■ **DATA FOR THE TASK**:
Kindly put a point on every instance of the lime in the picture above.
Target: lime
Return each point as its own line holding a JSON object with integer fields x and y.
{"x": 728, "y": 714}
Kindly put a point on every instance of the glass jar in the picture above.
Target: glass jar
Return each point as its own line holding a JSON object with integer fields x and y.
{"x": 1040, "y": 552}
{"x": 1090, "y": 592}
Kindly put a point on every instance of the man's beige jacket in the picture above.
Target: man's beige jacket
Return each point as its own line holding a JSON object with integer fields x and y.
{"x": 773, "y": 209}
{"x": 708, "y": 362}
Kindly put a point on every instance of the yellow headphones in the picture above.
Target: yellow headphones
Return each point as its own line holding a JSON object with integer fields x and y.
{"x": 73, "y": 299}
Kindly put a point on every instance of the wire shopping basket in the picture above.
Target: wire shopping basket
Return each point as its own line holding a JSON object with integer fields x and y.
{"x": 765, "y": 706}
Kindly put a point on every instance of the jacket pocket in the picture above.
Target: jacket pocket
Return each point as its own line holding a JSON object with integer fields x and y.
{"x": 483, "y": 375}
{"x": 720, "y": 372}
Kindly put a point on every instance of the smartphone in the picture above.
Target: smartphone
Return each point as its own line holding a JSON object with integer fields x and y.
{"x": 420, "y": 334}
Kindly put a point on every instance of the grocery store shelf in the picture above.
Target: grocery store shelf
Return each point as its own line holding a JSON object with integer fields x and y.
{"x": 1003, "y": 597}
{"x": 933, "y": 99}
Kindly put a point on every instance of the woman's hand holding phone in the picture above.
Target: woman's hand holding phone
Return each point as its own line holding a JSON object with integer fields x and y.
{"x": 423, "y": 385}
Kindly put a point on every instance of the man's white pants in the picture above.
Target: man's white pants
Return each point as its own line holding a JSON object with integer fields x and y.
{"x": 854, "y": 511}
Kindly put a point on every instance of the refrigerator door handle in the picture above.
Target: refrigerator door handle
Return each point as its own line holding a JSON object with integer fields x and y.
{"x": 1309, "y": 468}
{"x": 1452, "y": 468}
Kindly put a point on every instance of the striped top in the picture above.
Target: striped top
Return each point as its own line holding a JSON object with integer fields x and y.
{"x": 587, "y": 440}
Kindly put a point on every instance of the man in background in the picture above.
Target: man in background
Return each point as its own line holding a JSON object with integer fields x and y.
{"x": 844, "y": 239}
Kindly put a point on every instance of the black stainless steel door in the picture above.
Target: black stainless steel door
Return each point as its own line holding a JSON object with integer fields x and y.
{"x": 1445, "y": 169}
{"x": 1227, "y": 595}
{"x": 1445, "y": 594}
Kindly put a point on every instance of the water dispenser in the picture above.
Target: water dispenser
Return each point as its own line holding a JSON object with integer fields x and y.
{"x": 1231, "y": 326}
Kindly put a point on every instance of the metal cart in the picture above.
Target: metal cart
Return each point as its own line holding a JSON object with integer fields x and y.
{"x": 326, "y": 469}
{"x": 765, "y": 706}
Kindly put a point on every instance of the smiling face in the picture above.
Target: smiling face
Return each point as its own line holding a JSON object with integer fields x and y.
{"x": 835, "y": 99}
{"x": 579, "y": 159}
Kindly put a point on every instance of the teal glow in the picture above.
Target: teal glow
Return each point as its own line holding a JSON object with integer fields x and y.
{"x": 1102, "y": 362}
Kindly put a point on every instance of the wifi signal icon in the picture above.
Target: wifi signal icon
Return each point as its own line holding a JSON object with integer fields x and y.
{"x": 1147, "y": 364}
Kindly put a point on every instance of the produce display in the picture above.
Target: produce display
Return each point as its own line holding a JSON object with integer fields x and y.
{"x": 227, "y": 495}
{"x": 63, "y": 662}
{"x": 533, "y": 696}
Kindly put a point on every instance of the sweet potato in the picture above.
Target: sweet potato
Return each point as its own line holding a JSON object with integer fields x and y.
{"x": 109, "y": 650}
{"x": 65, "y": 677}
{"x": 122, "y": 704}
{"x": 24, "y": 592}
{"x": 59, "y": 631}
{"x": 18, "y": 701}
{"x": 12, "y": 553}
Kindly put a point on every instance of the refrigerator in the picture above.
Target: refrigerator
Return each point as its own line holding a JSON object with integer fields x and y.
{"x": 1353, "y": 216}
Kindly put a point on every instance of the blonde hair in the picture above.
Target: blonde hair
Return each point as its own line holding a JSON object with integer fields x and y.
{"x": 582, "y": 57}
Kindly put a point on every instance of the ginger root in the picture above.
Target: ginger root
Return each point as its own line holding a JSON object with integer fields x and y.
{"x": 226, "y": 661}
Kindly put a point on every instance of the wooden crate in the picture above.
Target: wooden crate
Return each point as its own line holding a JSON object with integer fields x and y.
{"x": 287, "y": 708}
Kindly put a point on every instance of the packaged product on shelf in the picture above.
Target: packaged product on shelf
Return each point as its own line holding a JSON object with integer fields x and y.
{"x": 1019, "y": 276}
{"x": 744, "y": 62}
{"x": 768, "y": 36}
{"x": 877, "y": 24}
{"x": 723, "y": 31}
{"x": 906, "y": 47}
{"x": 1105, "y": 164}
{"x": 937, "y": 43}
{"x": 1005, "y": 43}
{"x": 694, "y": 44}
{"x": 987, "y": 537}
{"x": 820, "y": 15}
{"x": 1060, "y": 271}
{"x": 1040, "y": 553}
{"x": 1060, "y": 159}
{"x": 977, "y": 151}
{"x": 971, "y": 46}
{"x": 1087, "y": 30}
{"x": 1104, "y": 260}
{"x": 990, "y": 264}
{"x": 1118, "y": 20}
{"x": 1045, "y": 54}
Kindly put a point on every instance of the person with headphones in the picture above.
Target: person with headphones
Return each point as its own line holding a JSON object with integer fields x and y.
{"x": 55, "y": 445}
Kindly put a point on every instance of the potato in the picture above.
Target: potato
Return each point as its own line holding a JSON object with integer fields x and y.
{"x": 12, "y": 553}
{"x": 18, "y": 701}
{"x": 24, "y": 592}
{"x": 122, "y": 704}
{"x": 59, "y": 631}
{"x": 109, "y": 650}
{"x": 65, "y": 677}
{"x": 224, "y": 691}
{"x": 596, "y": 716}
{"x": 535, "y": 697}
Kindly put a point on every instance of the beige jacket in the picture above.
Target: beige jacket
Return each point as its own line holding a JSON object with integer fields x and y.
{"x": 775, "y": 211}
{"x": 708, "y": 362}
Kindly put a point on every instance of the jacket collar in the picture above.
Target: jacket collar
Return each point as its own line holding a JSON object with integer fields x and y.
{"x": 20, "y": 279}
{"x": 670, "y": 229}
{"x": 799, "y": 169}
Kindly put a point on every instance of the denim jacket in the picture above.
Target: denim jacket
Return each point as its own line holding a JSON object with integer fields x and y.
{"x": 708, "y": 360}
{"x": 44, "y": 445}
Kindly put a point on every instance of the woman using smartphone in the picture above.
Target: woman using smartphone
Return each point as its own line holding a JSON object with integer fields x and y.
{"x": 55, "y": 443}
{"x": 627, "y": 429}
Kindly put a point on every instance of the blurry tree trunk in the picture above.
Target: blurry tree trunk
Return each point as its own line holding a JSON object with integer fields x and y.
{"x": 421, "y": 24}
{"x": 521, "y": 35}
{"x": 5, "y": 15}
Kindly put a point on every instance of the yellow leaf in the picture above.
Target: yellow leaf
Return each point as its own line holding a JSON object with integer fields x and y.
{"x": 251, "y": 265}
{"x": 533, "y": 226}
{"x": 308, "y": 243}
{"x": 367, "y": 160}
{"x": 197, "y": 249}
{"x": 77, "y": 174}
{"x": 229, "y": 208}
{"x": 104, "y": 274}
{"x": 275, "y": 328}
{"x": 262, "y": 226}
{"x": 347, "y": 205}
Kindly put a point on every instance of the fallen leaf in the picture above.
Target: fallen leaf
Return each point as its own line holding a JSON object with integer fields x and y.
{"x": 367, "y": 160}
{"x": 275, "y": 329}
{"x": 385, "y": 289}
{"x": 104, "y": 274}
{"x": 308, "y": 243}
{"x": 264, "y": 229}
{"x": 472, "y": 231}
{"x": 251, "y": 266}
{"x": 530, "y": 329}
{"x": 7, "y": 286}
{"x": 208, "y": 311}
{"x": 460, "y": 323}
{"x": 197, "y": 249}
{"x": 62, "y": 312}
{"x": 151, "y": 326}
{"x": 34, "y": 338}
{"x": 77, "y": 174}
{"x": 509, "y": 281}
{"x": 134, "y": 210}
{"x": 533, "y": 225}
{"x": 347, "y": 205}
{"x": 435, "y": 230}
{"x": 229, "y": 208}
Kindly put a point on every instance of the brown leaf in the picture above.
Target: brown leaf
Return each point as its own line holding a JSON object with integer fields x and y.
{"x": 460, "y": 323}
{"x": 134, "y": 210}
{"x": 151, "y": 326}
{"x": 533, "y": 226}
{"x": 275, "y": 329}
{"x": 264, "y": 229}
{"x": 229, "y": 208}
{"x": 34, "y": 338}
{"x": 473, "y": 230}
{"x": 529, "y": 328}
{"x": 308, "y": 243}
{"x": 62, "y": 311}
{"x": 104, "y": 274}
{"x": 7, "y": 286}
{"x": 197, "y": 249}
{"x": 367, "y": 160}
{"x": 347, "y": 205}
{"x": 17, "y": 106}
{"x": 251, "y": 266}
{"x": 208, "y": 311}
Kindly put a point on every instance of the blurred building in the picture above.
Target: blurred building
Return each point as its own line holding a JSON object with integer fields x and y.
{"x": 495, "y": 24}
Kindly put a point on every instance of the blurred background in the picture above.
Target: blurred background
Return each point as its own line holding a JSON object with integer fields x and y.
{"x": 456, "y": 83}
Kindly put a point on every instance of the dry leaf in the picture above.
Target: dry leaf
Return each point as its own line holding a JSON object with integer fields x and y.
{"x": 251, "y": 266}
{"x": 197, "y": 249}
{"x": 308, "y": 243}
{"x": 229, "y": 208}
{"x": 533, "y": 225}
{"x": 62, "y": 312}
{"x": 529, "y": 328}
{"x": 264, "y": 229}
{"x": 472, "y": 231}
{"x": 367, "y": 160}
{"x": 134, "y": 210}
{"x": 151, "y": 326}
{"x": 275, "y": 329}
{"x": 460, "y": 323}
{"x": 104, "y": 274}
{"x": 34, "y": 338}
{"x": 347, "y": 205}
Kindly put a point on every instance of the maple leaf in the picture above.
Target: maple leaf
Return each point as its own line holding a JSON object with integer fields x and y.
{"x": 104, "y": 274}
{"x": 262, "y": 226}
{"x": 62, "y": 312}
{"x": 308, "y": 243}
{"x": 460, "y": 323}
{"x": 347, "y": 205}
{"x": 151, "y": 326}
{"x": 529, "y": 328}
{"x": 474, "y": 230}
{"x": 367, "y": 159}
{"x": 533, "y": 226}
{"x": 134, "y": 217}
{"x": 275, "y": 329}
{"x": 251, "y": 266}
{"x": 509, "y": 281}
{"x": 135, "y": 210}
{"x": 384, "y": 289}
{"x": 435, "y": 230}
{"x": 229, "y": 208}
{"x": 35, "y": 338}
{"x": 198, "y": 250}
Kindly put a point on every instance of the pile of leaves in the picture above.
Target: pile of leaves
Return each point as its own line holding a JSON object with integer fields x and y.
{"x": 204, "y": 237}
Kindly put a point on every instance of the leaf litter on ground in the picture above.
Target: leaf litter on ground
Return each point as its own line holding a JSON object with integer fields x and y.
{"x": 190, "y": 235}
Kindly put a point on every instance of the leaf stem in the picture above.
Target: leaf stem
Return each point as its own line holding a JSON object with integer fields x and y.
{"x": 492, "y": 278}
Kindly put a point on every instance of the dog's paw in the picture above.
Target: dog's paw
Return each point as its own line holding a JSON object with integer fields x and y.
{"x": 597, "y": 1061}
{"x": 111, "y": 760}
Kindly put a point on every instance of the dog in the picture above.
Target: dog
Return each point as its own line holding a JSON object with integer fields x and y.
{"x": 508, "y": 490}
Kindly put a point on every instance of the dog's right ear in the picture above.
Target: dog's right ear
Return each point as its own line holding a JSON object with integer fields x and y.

■ **WHAT TO PRODUCE**: After locating the line that contains "Target: wire shopping basket", please copy exactly every line from the start of the records through it, and nothing else.

■ **RESULT OF THE EXERCISE**:
Kindly put a point on every instance of the lime in the picture above.
Target: lime
Return each point as its own line holding a JSON object with integer fields x and y.
{"x": 728, "y": 714}
Kindly put a point on every instance of the glass jar in the picture above.
Target: glass jar
Return each point as its own line holding a JSON object with integer fields x and y.
{"x": 1040, "y": 552}
{"x": 1090, "y": 592}
Kindly put a point on every instance of the man's beige jacket in the picture above.
Target: man's beige jacket
Return each point as its own line holding a JSON object with integer fields x and y.
{"x": 773, "y": 209}
{"x": 708, "y": 362}
Kindly put a point on every instance of the yellow headphones in the picture above.
Target: yellow headphones
Return each point as its own line holding a JSON object with integer fields x and y.
{"x": 73, "y": 299}
Kindly put a point on every instance of the wire shopping basket in the picture above.
Target: wire shopping basket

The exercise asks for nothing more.